The data below must be returned in full and exactly.

[Natural language region descriptions]
◆ ◆ ◆ ◆ ◆ ◆ ◆

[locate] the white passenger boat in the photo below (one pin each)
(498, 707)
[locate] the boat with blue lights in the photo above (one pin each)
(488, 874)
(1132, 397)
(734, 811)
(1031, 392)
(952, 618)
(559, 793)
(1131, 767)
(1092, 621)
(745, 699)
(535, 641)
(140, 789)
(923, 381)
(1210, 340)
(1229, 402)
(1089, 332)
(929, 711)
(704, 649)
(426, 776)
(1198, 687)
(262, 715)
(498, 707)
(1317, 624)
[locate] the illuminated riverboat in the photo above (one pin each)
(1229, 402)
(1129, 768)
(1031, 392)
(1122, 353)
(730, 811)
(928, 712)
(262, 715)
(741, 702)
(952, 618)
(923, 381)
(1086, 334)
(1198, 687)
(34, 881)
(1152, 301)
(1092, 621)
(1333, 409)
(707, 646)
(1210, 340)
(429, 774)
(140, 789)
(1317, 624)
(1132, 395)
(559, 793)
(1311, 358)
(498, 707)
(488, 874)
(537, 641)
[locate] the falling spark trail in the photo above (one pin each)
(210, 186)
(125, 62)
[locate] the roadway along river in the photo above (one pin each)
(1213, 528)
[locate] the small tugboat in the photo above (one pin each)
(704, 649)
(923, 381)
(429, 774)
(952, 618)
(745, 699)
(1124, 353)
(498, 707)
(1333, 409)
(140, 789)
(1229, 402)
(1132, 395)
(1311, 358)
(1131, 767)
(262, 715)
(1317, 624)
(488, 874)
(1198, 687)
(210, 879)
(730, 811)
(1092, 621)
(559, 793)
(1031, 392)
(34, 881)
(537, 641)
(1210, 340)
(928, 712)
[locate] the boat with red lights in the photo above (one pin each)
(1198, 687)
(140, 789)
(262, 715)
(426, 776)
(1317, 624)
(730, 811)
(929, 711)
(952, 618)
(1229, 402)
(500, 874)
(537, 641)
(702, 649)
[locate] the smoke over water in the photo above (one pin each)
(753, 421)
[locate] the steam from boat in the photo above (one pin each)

◆ ◆ ◆ ◆ ◆ ◆ ◆

> [Written response]:
[locate] the white passenger boat in the photo below (one pin each)
(498, 707)
[locate] the boat with blue lights in the photo above (one pin each)
(488, 874)
(1132, 397)
(734, 811)
(1031, 392)
(952, 618)
(559, 793)
(1131, 767)
(1092, 621)
(745, 699)
(535, 641)
(140, 789)
(923, 381)
(1210, 340)
(1229, 402)
(1089, 332)
(929, 711)
(704, 649)
(426, 776)
(1198, 687)
(262, 715)
(498, 707)
(1317, 624)
[locate] the illuminated riverboat in the photo above (one pin each)
(1229, 402)
(1129, 768)
(1031, 392)
(1122, 353)
(730, 811)
(928, 712)
(262, 715)
(741, 702)
(952, 618)
(923, 381)
(1086, 334)
(1198, 687)
(34, 881)
(1152, 301)
(1092, 621)
(1333, 409)
(707, 646)
(1210, 340)
(429, 774)
(140, 789)
(1317, 624)
(1132, 395)
(559, 793)
(1311, 358)
(498, 707)
(488, 874)
(537, 641)
[locate] the falling spark trail in the photo above (one pin each)
(210, 186)
(125, 62)
[locate] the roadway along river in the photo above (one pin each)
(1213, 528)
[locate] the small tugboat in the photo above (one pin each)
(704, 649)
(923, 381)
(429, 774)
(952, 618)
(745, 699)
(1124, 353)
(498, 707)
(1333, 409)
(140, 789)
(1229, 402)
(1132, 395)
(1311, 358)
(1131, 767)
(262, 715)
(1317, 624)
(488, 874)
(1198, 687)
(210, 879)
(730, 811)
(1092, 621)
(559, 793)
(1031, 392)
(34, 881)
(537, 641)
(1210, 340)
(928, 712)
[locate] the boat with red lights in the photo above (one pin each)
(1198, 687)
(140, 789)
(262, 715)
(426, 776)
(1317, 624)
(730, 811)
(929, 711)
(952, 618)
(1229, 402)
(500, 874)
(537, 641)
(702, 649)
[locate] the smoke over water in the photo above (one pin each)
(753, 421)
[locate] the steam from boat in the photo above (one pin each)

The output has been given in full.